PARTIE II. SECTION III.
Khü Khieh, ou « Ouvrir les sacoches [^366] ».
1. Pour se protéger des voleurs qui ouvrent les sacoches, fouillent les sacs et brisent les boîtes, on veille à bien les attacher, à utiliser des liens et des fermoirs solides ; on dit généralement qu’en cela, on fait preuve de sagesse. Cependant, lorsqu’un grand voleur arrive, il prend la boîte sur son épaule, soulève la sacoche, emporte le sac et s’enfuit avec, craignant seulement que les cordons, les liens et les fermoirs ne soient pas solides ; et dans ce cas, ce qu’on appelait la sagesse (des propriétaires) se révèle n’être rien d’autre qu’une collecte de biens pour le grand voleur. Laissez-moi tenter d’expliquer ce point. Ceux que l’on appelle communément sages ne se révèlent-ils pas être des collecteurs pour les grands voleurs ? Et ceux que l’on appelle sages ne se révèlent-ils pas être de simples gardiens au service des grands voleurs ?

▶ Consigne A: Relevez les trois types de contenants que visent les voleurs dans le document source.

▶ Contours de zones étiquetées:
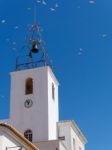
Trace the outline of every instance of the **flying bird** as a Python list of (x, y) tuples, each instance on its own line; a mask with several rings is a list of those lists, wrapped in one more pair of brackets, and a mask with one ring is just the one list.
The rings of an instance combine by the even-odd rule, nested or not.
[(19, 29), (19, 26), (15, 26), (14, 29)]
[(58, 7), (59, 7), (59, 5), (58, 5), (58, 3), (56, 3), (56, 4), (55, 4), (55, 8), (58, 8)]
[(1, 20), (1, 23), (2, 23), (2, 24), (4, 24), (5, 22), (6, 22), (6, 20), (4, 20), (4, 19), (3, 19), (3, 20)]
[(43, 5), (47, 5), (47, 3), (46, 3), (44, 0), (42, 0), (42, 4), (43, 4)]
[(90, 0), (89, 3), (90, 4), (95, 4), (95, 1), (94, 0)]
[(51, 11), (55, 11), (55, 9), (54, 9), (54, 8), (52, 8), (52, 7), (50, 8), (50, 10), (51, 10)]
[(41, 3), (41, 1), (40, 1), (40, 0), (37, 0), (37, 3)]

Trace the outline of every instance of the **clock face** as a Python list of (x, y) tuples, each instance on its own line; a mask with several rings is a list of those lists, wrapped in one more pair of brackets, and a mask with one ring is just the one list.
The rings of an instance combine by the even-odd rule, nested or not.
[(30, 108), (33, 105), (33, 101), (31, 99), (27, 99), (24, 103), (26, 108)]

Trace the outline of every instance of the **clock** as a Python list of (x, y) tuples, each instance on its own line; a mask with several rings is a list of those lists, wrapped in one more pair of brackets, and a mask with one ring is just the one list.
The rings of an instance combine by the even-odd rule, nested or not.
[(26, 99), (26, 101), (24, 102), (24, 106), (26, 108), (30, 108), (33, 105), (33, 101), (31, 99)]

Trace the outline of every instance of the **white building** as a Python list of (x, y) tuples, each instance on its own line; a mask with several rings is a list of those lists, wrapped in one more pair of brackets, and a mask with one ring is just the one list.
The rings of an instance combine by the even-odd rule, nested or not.
[(86, 139), (76, 123), (59, 121), (59, 83), (52, 69), (44, 65), (10, 75), (8, 123), (39, 150), (85, 150)]
[(0, 150), (39, 150), (13, 127), (0, 123)]

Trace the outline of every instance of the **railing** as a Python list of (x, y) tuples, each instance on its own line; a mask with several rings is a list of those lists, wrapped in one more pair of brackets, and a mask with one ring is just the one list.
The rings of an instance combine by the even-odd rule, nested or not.
[(23, 146), (6, 147), (6, 150), (25, 150)]

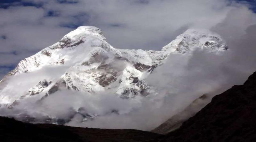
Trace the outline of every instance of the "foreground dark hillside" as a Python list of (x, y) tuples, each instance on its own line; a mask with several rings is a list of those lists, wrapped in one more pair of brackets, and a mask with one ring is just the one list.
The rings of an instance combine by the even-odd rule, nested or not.
[(135, 130), (32, 124), (0, 117), (0, 141), (256, 141), (256, 72), (217, 95), (178, 130), (165, 135)]
[(135, 130), (104, 129), (32, 124), (0, 117), (0, 141), (148, 141), (160, 135)]
[(154, 141), (256, 141), (256, 72), (212, 99), (180, 129)]

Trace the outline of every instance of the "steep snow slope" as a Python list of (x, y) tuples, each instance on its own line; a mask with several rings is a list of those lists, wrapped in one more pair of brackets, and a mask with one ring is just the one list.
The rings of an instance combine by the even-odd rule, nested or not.
[[(42, 103), (45, 99), (52, 100), (52, 94), (63, 91), (78, 98), (104, 93), (124, 99), (150, 97), (150, 94), (156, 93), (144, 79), (171, 54), (189, 54), (196, 49), (218, 54), (227, 49), (219, 36), (201, 29), (188, 30), (161, 51), (116, 49), (108, 43), (100, 29), (79, 27), (57, 43), (20, 61), (4, 77), (0, 82), (0, 106), (11, 109), (20, 103), (26, 104), (28, 100)], [(79, 103), (72, 105), (67, 109), (71, 112), (61, 119), (46, 110), (36, 113), (46, 117), (41, 122), (60, 124), (69, 122), (77, 114), (82, 121), (106, 114), (88, 111)], [(96, 104), (92, 105), (97, 108)], [(39, 121), (24, 109), (25, 114), (1, 115), (14, 115), (25, 121)], [(118, 109), (109, 110), (122, 113)]]

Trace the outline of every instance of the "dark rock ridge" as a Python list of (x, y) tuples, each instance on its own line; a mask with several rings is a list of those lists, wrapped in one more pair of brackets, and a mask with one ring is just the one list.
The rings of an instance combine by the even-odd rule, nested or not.
[[(234, 86), (214, 97), (180, 128), (164, 135), (135, 130), (33, 124), (0, 117), (0, 138), (1, 142), (254, 142), (255, 95), (256, 72), (243, 85)], [(205, 96), (199, 99), (205, 99)], [(84, 108), (78, 113), (86, 117), (88, 115)]]
[(159, 142), (256, 141), (256, 72), (212, 101)]
[(0, 117), (0, 141), (145, 142), (160, 135), (132, 129), (105, 129), (52, 124), (33, 124)]
[(151, 131), (160, 134), (166, 134), (179, 128), (182, 123), (194, 116), (210, 101), (210, 97), (204, 94), (196, 99), (182, 111), (172, 116)]

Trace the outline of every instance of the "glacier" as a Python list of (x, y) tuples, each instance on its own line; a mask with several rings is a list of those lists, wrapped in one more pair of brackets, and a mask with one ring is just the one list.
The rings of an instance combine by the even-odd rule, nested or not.
[[(108, 42), (98, 28), (80, 26), (21, 61), (0, 81), (0, 108), (4, 109), (0, 115), (65, 124), (75, 118), (86, 123), (110, 114), (126, 114), (140, 107), (141, 98), (157, 95), (145, 79), (168, 57), (196, 50), (219, 54), (228, 49), (217, 34), (192, 29), (161, 50), (118, 49)], [(70, 95), (61, 95), (67, 93)], [(109, 100), (111, 107), (105, 106), (99, 98)], [(60, 105), (57, 102), (62, 100), (65, 103)], [(125, 108), (127, 103), (132, 107)], [(123, 104), (124, 108), (116, 103)], [(34, 108), (36, 104), (41, 109)], [(63, 111), (56, 114), (52, 111), (55, 107)]]

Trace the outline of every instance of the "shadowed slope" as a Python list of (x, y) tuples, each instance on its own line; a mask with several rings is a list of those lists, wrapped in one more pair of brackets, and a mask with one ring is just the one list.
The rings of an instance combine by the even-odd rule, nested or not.
[(256, 72), (242, 85), (213, 97), (180, 128), (154, 141), (256, 140)]

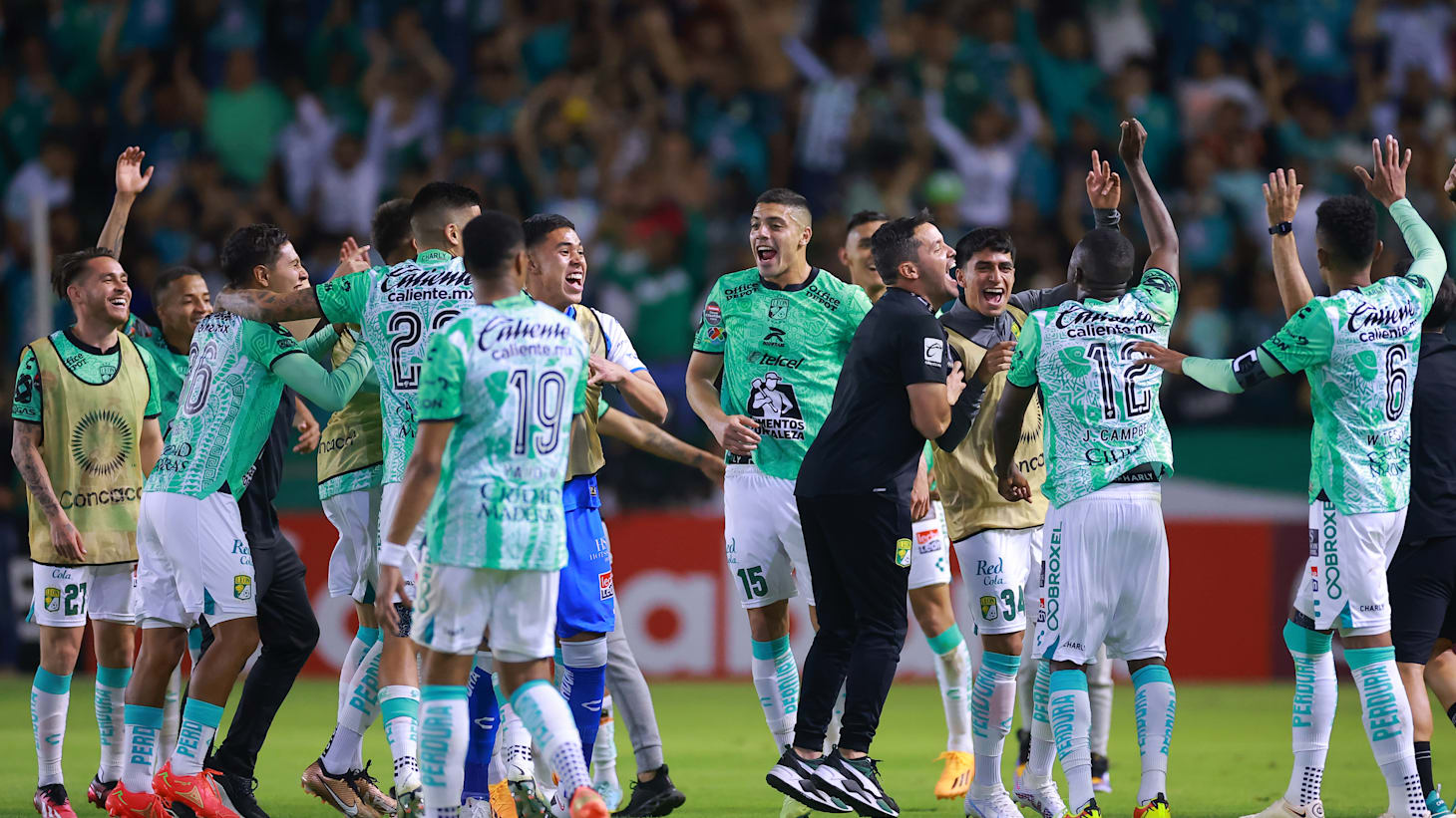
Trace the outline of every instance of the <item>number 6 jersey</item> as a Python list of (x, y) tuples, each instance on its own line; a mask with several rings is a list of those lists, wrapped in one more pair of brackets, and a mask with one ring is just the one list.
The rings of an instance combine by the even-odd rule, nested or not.
[(357, 323), (374, 357), (384, 422), (384, 483), (405, 479), (415, 450), (415, 392), (434, 330), (475, 304), (464, 261), (425, 250), (414, 261), (376, 266), (320, 284), (314, 293), (331, 323)]
[(1172, 440), (1158, 403), (1163, 371), (1133, 345), (1166, 346), (1176, 311), (1178, 281), (1149, 268), (1139, 287), (1111, 301), (1066, 301), (1028, 316), (1006, 380), (1041, 386), (1041, 491), (1051, 505), (1089, 495), (1137, 466), (1172, 472)]

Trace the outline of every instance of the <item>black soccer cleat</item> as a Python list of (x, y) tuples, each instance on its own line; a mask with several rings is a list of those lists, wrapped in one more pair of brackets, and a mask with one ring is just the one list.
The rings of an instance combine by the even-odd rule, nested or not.
[(651, 782), (632, 782), (632, 798), (612, 815), (623, 818), (661, 818), (687, 802), (687, 796), (673, 786), (667, 764), (655, 770)]

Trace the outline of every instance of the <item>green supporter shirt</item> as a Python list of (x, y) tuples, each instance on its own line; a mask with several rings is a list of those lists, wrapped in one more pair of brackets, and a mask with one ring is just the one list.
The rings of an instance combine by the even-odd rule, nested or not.
[(788, 288), (769, 284), (757, 268), (713, 282), (693, 351), (724, 357), (722, 409), (759, 422), (753, 463), (764, 474), (798, 477), (868, 311), (862, 288), (817, 268)]
[(1158, 390), (1163, 371), (1131, 351), (1168, 345), (1178, 282), (1149, 268), (1111, 301), (1064, 301), (1028, 316), (1006, 380), (1041, 389), (1051, 505), (1086, 496), (1128, 470), (1172, 472), (1174, 451)]
[(415, 450), (415, 393), (430, 338), (475, 304), (470, 274), (462, 259), (425, 250), (395, 266), (333, 278), (314, 293), (331, 323), (361, 326), (379, 378), (384, 485), (399, 483)]
[[(121, 360), (119, 345), (102, 352), (100, 349), (89, 346), (83, 341), (77, 339), (71, 335), (70, 329), (52, 332), (48, 336), (48, 341), (55, 345), (57, 357), (66, 364), (67, 371), (76, 376), (82, 383), (102, 386), (111, 383), (111, 378), (116, 377), (116, 365)], [(146, 348), (138, 345), (137, 352), (141, 355), (141, 362), (147, 367), (147, 386), (150, 387), (147, 394), (147, 408), (143, 410), (141, 416), (156, 418), (163, 410), (160, 390), (157, 389), (157, 364), (153, 361)], [(35, 352), (26, 346), (25, 352), (20, 354), (20, 368), (16, 371), (15, 377), (15, 394), (10, 402), (10, 416), (16, 421), (25, 421), (28, 424), (44, 422), (44, 399), (45, 396), (41, 394), (41, 370), (35, 362)]]
[(1309, 502), (1324, 492), (1341, 514), (1411, 499), (1411, 386), (1446, 258), (1409, 201), (1390, 215), (1415, 255), (1409, 272), (1316, 297), (1259, 346), (1309, 378)]
[(431, 565), (566, 565), (561, 492), (588, 358), (577, 322), (527, 295), (464, 307), (434, 333), (419, 419), (454, 428), (427, 517)]

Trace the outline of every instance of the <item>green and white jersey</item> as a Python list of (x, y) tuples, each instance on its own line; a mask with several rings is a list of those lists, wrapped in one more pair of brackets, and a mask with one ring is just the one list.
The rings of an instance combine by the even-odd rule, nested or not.
[(415, 450), (415, 392), (430, 336), (475, 303), (470, 274), (463, 259), (425, 250), (395, 266), (333, 278), (314, 293), (331, 323), (363, 327), (379, 378), (384, 483), (397, 483), (405, 479), (405, 463)]
[(693, 351), (724, 357), (722, 409), (759, 422), (763, 440), (753, 463), (764, 474), (798, 477), (868, 311), (863, 290), (817, 268), (804, 284), (782, 290), (757, 268), (713, 282)]
[(186, 378), (146, 491), (240, 498), (268, 441), (282, 378), (272, 367), (303, 346), (287, 329), (220, 311), (197, 325)]
[(561, 491), (588, 358), (577, 322), (524, 294), (472, 304), (431, 338), (419, 419), (456, 422), (427, 518), (431, 565), (566, 565)]
[(1309, 502), (1341, 514), (1398, 511), (1411, 499), (1411, 384), (1421, 320), (1436, 293), (1418, 274), (1316, 297), (1261, 346), (1309, 377)]
[(1168, 345), (1178, 281), (1150, 268), (1111, 300), (1066, 301), (1026, 317), (1006, 380), (1041, 387), (1047, 482), (1061, 507), (1149, 464), (1172, 472), (1174, 448), (1158, 403), (1163, 371), (1133, 352), (1140, 341)]

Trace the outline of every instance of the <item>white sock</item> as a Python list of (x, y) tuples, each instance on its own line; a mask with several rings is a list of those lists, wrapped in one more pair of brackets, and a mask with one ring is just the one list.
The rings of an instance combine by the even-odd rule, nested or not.
[(759, 691), (763, 719), (778, 748), (794, 744), (794, 723), (799, 718), (799, 668), (794, 664), (789, 638), (772, 642), (753, 640), (753, 687)]
[(384, 739), (389, 741), (389, 754), (395, 758), (395, 786), (403, 790), (406, 785), (419, 777), (419, 760), (415, 758), (419, 729), (419, 688), (406, 684), (384, 687), (379, 691), (379, 709), (384, 718)]
[(102, 782), (121, 779), (121, 763), (127, 753), (125, 747), (125, 710), (127, 683), (131, 681), (131, 668), (96, 667), (96, 734), (100, 738), (100, 767), (96, 777)]
[[(964, 645), (962, 645), (964, 649)], [(986, 651), (971, 686), (971, 744), (976, 747), (976, 780), (978, 792), (1003, 789), (1000, 777), (1002, 747), (1010, 732), (1016, 709), (1016, 671), (1021, 656)]]
[(610, 693), (601, 697), (601, 726), (597, 728), (597, 742), (591, 745), (591, 780), (617, 780), (617, 729)]
[(971, 652), (955, 624), (927, 640), (935, 652), (935, 681), (941, 684), (941, 707), (945, 710), (945, 748), (951, 753), (970, 753)]
[(1168, 795), (1168, 750), (1174, 741), (1178, 694), (1174, 691), (1174, 680), (1163, 665), (1147, 665), (1134, 672), (1133, 688), (1137, 750), (1143, 758), (1137, 803), (1144, 805), (1159, 795)]
[[(167, 680), (167, 697), (162, 703), (162, 735), (157, 738), (159, 747), (176, 747), (178, 726), (182, 725), (182, 662), (172, 668), (172, 678)], [(163, 753), (156, 754), (153, 773), (166, 764)], [(130, 786), (127, 789), (131, 789)], [(137, 792), (137, 790), (131, 790)]]
[(419, 696), (419, 782), (425, 818), (456, 818), (464, 790), (470, 702), (463, 684), (427, 684)]
[(143, 704), (127, 707), (127, 754), (122, 758), (121, 783), (128, 792), (151, 792), (151, 776), (162, 767), (159, 760), (166, 755), (159, 747), (169, 747), (162, 744), (162, 720), (160, 707)]
[(1067, 774), (1067, 808), (1073, 814), (1092, 801), (1092, 751), (1088, 734), (1092, 729), (1092, 706), (1088, 702), (1088, 677), (1082, 671), (1051, 674), (1051, 732), (1057, 736), (1057, 755)]
[(1032, 659), (1031, 686), (1031, 755), (1026, 757), (1026, 777), (1040, 785), (1051, 777), (1051, 766), (1057, 761), (1057, 742), (1051, 738), (1051, 716), (1047, 704), (1051, 699), (1051, 662)]
[(1331, 652), (1328, 633), (1286, 622), (1284, 643), (1294, 659), (1294, 716), (1290, 720), (1294, 770), (1290, 773), (1284, 801), (1307, 806), (1319, 801), (1340, 686), (1335, 683), (1335, 655)]
[(71, 675), (35, 668), (31, 683), (31, 735), (35, 738), (36, 786), (58, 785), (61, 747), (66, 744), (66, 710), (71, 704)]
[(587, 760), (581, 755), (581, 736), (566, 700), (546, 681), (534, 680), (515, 688), (511, 709), (521, 718), (536, 747), (561, 779), (561, 792), (565, 792), (562, 803), (571, 803), (578, 787), (591, 786), (591, 776), (587, 773)]
[(1345, 648), (1350, 674), (1360, 688), (1366, 736), (1390, 796), (1390, 815), (1428, 815), (1411, 744), (1411, 703), (1395, 667), (1395, 648)]

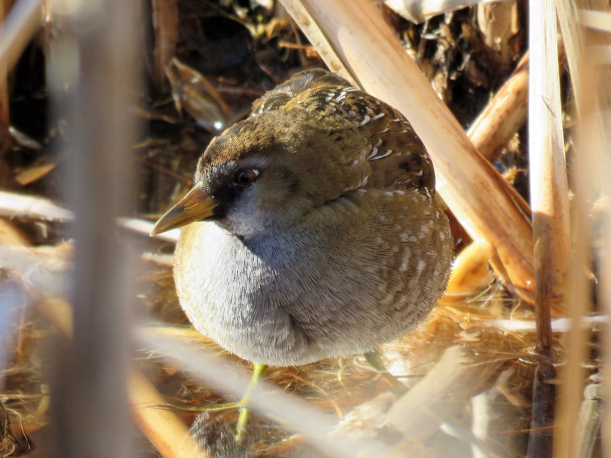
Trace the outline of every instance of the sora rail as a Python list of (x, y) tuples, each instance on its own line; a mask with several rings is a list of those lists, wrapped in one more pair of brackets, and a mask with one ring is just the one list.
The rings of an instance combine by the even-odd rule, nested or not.
[(431, 159), (398, 112), (323, 70), (214, 139), (152, 234), (181, 227), (174, 277), (194, 326), (290, 366), (375, 350), (423, 320), (453, 242)]

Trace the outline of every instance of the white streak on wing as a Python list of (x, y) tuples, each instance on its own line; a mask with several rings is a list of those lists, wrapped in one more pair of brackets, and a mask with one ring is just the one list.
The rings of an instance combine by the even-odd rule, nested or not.
[[(378, 148), (375, 148), (375, 149), (377, 150)], [(369, 159), (370, 159), (370, 161), (375, 161), (377, 159), (382, 159), (382, 158), (386, 158), (387, 156), (388, 156), (389, 154), (390, 154), (391, 153), (392, 153), (392, 150), (389, 150), (388, 151), (387, 151), (386, 153), (384, 153), (381, 156), (376, 156), (375, 158), (371, 158), (371, 157), (370, 156)]]

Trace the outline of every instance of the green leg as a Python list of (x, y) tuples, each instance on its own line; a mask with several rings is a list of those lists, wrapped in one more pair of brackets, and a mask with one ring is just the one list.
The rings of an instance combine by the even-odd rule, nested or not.
[(369, 363), (369, 365), (372, 368), (378, 371), (381, 376), (388, 380), (389, 383), (390, 383), (390, 389), (392, 390), (393, 393), (398, 397), (400, 398), (408, 392), (408, 388), (405, 385), (401, 383), (396, 377), (389, 373), (386, 368), (384, 367), (384, 362), (380, 358), (379, 351), (375, 350), (367, 352), (363, 354), (363, 356), (365, 357), (365, 360)]
[(240, 417), (238, 418), (238, 426), (236, 427), (235, 440), (240, 441), (244, 437), (244, 434), (246, 432), (246, 423), (248, 422), (248, 413), (250, 409), (248, 408), (248, 404), (250, 401), (251, 394), (257, 383), (261, 378), (261, 374), (265, 369), (265, 365), (254, 363), (252, 365), (252, 377), (251, 378), (251, 383), (248, 384), (246, 392), (244, 393), (244, 396), (238, 405), (240, 407)]

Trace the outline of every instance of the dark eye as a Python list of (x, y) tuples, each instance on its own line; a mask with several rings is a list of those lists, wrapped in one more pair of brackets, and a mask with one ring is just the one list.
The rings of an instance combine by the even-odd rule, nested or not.
[(235, 183), (240, 186), (248, 186), (257, 180), (258, 170), (242, 170), (235, 176)]

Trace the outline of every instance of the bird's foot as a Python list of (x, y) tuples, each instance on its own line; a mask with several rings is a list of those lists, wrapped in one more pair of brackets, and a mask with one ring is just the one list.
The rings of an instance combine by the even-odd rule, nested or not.
[(265, 369), (265, 365), (254, 363), (252, 365), (252, 377), (251, 377), (251, 382), (248, 384), (246, 392), (244, 393), (238, 407), (240, 409), (240, 416), (238, 418), (238, 424), (235, 428), (235, 440), (238, 442), (244, 437), (244, 434), (246, 432), (246, 425), (248, 423), (248, 415), (250, 409), (248, 407), (251, 394), (254, 390), (257, 383), (261, 379), (261, 374)]

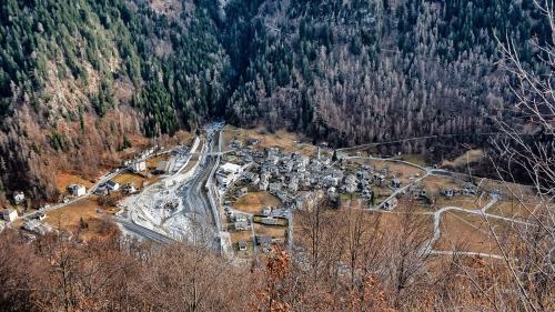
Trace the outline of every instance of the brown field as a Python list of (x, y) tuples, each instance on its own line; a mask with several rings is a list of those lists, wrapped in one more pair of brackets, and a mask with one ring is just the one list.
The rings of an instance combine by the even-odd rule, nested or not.
[[(505, 225), (490, 220), (492, 227)], [(445, 212), (440, 223), (441, 238), (435, 243), (437, 250), (454, 250), (498, 253), (487, 223), (481, 215), (464, 212)]]
[(458, 207), (468, 210), (478, 210), (482, 209), (482, 207), (484, 207), (487, 203), (487, 201), (490, 201), (490, 199), (481, 201), (474, 197), (457, 195), (452, 199), (448, 199), (443, 195), (440, 195), (435, 201), (435, 208), (442, 209), (445, 207)]
[(44, 222), (59, 230), (77, 232), (79, 222), (83, 218), (89, 229), (80, 230), (80, 235), (87, 240), (99, 235), (102, 214), (97, 213), (97, 209), (99, 204), (95, 197), (84, 198), (64, 208), (47, 212)]
[(113, 178), (113, 181), (120, 183), (121, 185), (125, 183), (133, 183), (137, 188), (141, 189), (143, 187), (143, 183), (147, 182), (148, 184), (151, 184), (158, 180), (157, 177), (152, 178), (144, 178), (140, 174), (132, 173), (132, 172), (124, 172), (121, 174), (118, 174), (118, 177)]
[(443, 160), (442, 167), (466, 168), (470, 163), (477, 162), (484, 157), (484, 151), (468, 150), (454, 160)]
[(534, 203), (526, 203), (526, 207), (524, 207), (516, 200), (502, 200), (490, 208), (487, 213), (522, 220), (529, 217), (529, 212), (534, 212), (535, 209), (536, 205)]
[(256, 150), (276, 147), (287, 152), (300, 152), (306, 155), (312, 155), (316, 152), (314, 145), (300, 144), (301, 138), (299, 135), (284, 130), (270, 133), (264, 128), (239, 129), (232, 125), (225, 125), (222, 137), (222, 148), (224, 151), (230, 150), (230, 142), (233, 140), (240, 140), (246, 143), (248, 139), (258, 139), (260, 142), (254, 147)]
[(268, 192), (250, 192), (233, 203), (233, 209), (245, 213), (260, 213), (264, 207), (281, 207), (281, 201)]
[[(412, 180), (408, 179), (408, 175), (416, 175), (418, 174), (422, 177), (425, 174), (425, 172), (414, 165), (405, 164), (405, 163), (398, 163), (394, 161), (387, 161), (387, 160), (371, 160), (371, 159), (355, 159), (353, 160), (354, 162), (361, 163), (361, 164), (367, 164), (374, 167), (376, 171), (382, 170), (383, 168), (389, 169), (389, 177), (395, 175), (401, 179), (402, 184), (407, 184), (411, 183)], [(387, 181), (389, 183), (389, 181)]]
[(496, 181), (492, 179), (480, 179), (476, 181), (480, 189), (491, 192), (493, 190), (500, 191), (504, 198), (519, 198), (527, 200), (534, 198), (534, 190), (523, 184)]
[(400, 159), (418, 165), (427, 165), (424, 157), (421, 154), (402, 154)]
[(268, 227), (254, 223), (254, 233), (256, 235), (268, 235), (272, 238), (283, 239), (285, 238), (286, 228), (284, 227)]
[(252, 242), (253, 240), (251, 231), (230, 232), (230, 236), (232, 243), (240, 241)]
[(442, 189), (460, 189), (461, 183), (456, 182), (453, 179), (446, 177), (426, 177), (424, 180), (420, 182), (420, 184), (431, 193), (431, 194), (441, 194)]
[(92, 184), (94, 184), (94, 181), (67, 172), (60, 172), (56, 175), (56, 188), (60, 191), (60, 193), (67, 193), (70, 184), (82, 184), (89, 189)]

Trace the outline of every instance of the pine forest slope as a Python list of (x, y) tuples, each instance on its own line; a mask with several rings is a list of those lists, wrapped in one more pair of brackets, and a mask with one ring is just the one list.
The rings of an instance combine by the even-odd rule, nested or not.
[(531, 67), (529, 41), (551, 40), (532, 0), (4, 0), (0, 21), (1, 191), (46, 198), (57, 170), (214, 117), (336, 145), (480, 144), (516, 117), (495, 36)]

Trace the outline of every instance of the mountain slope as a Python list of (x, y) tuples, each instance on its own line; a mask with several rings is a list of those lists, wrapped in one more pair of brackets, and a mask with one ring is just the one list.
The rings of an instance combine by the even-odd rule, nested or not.
[(428, 134), (456, 135), (438, 150), (482, 144), (494, 119), (513, 118), (494, 34), (531, 66), (527, 42), (551, 40), (532, 4), (2, 1), (0, 192), (54, 198), (58, 170), (94, 175), (131, 141), (214, 117), (336, 145)]

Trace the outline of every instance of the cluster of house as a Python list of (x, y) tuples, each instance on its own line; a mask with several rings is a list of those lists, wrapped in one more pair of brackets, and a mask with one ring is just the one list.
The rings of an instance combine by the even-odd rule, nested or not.
[[(268, 191), (278, 197), (286, 207), (303, 209), (323, 194), (335, 197), (339, 193), (360, 192), (361, 198), (372, 202), (372, 185), (401, 188), (401, 180), (391, 177), (387, 182), (386, 168), (375, 171), (370, 165), (361, 165), (356, 172), (347, 170), (329, 155), (310, 158), (300, 153), (285, 152), (279, 148), (255, 151), (248, 144), (233, 142), (236, 163), (223, 164), (216, 173), (219, 184), (228, 188), (238, 179), (250, 188)], [(248, 168), (248, 170), (245, 170)], [(236, 190), (235, 197), (244, 195), (246, 187)], [(303, 191), (321, 191), (310, 195)], [(322, 193), (323, 192), (323, 193)], [(307, 202), (307, 203), (306, 203)]]
[(97, 195), (107, 195), (110, 192), (118, 192), (118, 191), (123, 191), (125, 194), (134, 194), (139, 190), (137, 189), (137, 185), (132, 182), (128, 182), (123, 184), (123, 187), (120, 185), (120, 183), (110, 180), (102, 185), (99, 185), (97, 190), (94, 190), (94, 194)]

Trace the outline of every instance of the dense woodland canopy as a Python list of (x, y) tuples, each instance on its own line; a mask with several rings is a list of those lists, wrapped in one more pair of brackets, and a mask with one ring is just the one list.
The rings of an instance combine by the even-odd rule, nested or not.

▶ Consigne B: Présentez sous forme de liste numérotée les lignes des rangées qui vont de la ligne contenant "Trace the outline of every instance of the <item>green and" à la ligne contenant "565), (566, 565)]", ces deux lignes comprises, en omettant les lignes vides.

▶ Réponse attendue A: Les sacoches, les sacs et les boîtes.

▶ Réponse attendue B:
1. Trace the outline of every instance of the <item>green and white jersey</item> as a Python list of (x, y) tuples, each instance on its own line; a mask with several rings is a list of those lists, wrapped in one more pair of brackets, and a mask with one ring is just the one list.
2. The rings of an instance combine by the even-odd rule, nested or not.
3. [(415, 450), (415, 392), (430, 336), (475, 303), (470, 274), (463, 259), (425, 250), (395, 266), (333, 278), (314, 293), (331, 323), (363, 327), (379, 378), (384, 483), (397, 483), (405, 479), (405, 463)]
4. [(693, 351), (724, 357), (722, 409), (759, 422), (763, 440), (753, 463), (764, 474), (798, 477), (868, 311), (863, 290), (817, 268), (804, 284), (782, 290), (757, 268), (713, 282)]
5. [(186, 378), (146, 491), (240, 498), (268, 441), (282, 378), (272, 367), (303, 346), (287, 329), (220, 311), (197, 325)]
6. [(561, 491), (588, 358), (577, 322), (524, 294), (472, 304), (431, 338), (419, 419), (456, 422), (427, 518), (431, 565), (566, 565)]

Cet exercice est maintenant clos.